◆ REQUIRED WORK
Type out every entry again, character for character.

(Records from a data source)
##########
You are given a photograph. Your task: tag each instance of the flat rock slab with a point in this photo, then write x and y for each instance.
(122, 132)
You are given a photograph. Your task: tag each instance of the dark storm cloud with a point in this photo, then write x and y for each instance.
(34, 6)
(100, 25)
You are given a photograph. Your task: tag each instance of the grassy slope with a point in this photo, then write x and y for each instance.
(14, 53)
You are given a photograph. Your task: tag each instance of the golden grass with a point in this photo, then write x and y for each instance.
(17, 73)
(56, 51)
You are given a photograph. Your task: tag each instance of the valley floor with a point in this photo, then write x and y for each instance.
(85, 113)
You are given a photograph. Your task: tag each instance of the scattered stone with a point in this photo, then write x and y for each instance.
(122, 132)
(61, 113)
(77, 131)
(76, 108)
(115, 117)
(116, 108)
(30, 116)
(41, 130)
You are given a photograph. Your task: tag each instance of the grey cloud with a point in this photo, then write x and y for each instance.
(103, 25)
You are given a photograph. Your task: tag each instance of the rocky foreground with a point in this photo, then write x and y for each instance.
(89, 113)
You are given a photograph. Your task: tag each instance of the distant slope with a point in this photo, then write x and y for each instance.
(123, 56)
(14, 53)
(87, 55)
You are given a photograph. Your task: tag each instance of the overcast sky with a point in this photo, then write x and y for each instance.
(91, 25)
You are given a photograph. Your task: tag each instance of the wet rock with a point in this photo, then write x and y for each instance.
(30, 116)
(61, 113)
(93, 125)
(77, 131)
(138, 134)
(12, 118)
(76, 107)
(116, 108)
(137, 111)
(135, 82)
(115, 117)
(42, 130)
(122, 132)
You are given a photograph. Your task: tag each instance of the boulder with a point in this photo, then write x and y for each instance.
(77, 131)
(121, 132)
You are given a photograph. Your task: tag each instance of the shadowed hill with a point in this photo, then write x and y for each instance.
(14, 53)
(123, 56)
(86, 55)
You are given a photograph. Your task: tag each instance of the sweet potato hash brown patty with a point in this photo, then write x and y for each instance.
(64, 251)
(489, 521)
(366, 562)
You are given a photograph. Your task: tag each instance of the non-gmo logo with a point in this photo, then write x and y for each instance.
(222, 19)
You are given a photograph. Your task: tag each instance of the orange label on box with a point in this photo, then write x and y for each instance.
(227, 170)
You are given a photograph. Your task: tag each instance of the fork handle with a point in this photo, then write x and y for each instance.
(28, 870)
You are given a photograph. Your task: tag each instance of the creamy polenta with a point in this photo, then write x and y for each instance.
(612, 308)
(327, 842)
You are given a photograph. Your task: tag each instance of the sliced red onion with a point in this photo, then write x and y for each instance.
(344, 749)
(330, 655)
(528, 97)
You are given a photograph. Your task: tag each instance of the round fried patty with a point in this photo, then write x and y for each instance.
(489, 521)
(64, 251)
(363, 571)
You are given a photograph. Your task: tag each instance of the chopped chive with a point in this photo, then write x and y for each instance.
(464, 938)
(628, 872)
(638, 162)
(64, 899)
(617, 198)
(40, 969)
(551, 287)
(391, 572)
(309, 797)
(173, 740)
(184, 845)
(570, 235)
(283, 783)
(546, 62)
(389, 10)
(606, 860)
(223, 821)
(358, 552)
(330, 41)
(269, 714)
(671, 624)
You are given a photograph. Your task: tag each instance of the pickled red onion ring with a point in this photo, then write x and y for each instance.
##########
◆ RESPONSE BELOW
You are given a photograph. Your task: tag each instance of the flat rock slab with a point in this photo, then write x and y for each instance.
(122, 132)
You are given a photograph. Your task: tag each instance of the dark storm cloud with a point in this photo, then write x and y for each instance.
(34, 6)
(100, 25)
You are given a photograph. Your task: tag each instance of the grassy slope with a point in this photo, then write x and y for each instance.
(14, 53)
You are given a photograph. Your task: tag each instance of the golden grass with a point in this photo, then write x and y for each instance.
(17, 73)
(56, 51)
You are given a photograph. Your task: tag each instance of the valley floor with a point in this photo, then write x and y for each instance.
(85, 113)
You are given a photograph. Your task: tag each instance of the scattered stone with a point in this photo, then write x and y for each instance.
(122, 132)
(61, 113)
(77, 131)
(76, 108)
(115, 117)
(116, 108)
(30, 116)
(41, 130)
You are given a photograph. Your task: tag each instance of the grey cloud with a point in this photo, then write x and y for each instance.
(103, 25)
You are given a photograph. Your task: tag each instance of the rocky foreground with a point in this photo, then write x and y for each instance.
(89, 113)
You are given a photograph. Your task: tag each instance of the distant slope with a point in this photo, then write x and y for each instance.
(123, 56)
(14, 53)
(87, 55)
You are given a photograph. Your task: tag each instance of the overcast sky with a point in this photo, then write x and y for each instance.
(91, 25)
You are given a photograph. Your task: tag each instance of the wet rock with a point in this photo, then write x and y for each instance.
(30, 116)
(61, 113)
(93, 125)
(77, 131)
(138, 134)
(12, 118)
(76, 107)
(116, 108)
(137, 111)
(135, 82)
(115, 117)
(42, 130)
(122, 132)
You are given a photograph. Your task: tag each instance of the boulder with a point in this photo, then write x and y for each instance.
(77, 131)
(121, 132)
You are given a photograph. Your task: tag each instance of the shadowed hill with a point in this photo, then write x and y for each instance.
(14, 53)
(123, 56)
(86, 55)
You are given a photograph. Your task: tag each instance of the sweet potato hash brown patty with a point in this photo, then write x and y for each instance.
(64, 251)
(489, 521)
(366, 562)
You are given a photograph. Your task: tag each instance of the non-gmo logo with a point in this photo, then write x and y for each instance.
(222, 19)
You are given a photograph. Your task: tag each instance of the orange label on box with a point in this photo, then write x and y for each instance.
(227, 170)
You are given a photograph. Your task: tag each instance of the fork handle with a point in this photo, then write x and y for each instance.
(28, 870)
You are given a photograph. Your task: tag each instance of the creamy polenta with a point in this photo, then write x and y for each instance.
(612, 308)
(327, 842)
You are given a photograph. Your task: tag each instance of the sliced red onion with a point in this photo, then write x and y for each instance.
(344, 749)
(330, 655)
(528, 97)
You are given a photograph. Your task: tag each instance of the round fried patty with a point in this photo, then write x and y for each instance.
(489, 521)
(64, 251)
(363, 571)
You are given a photograph. Your task: tag each instance of the chopped chive with a point in this photo, then write x and y for each instance.
(464, 938)
(628, 872)
(638, 162)
(64, 899)
(617, 198)
(40, 969)
(551, 287)
(391, 572)
(309, 797)
(173, 740)
(184, 845)
(570, 235)
(283, 783)
(546, 62)
(389, 10)
(606, 860)
(223, 821)
(358, 552)
(330, 41)
(269, 714)
(671, 624)
You are given a photograph. Your task: tag each instance of the pickled red onion ring with a point in this photo, then write x and y for each instance.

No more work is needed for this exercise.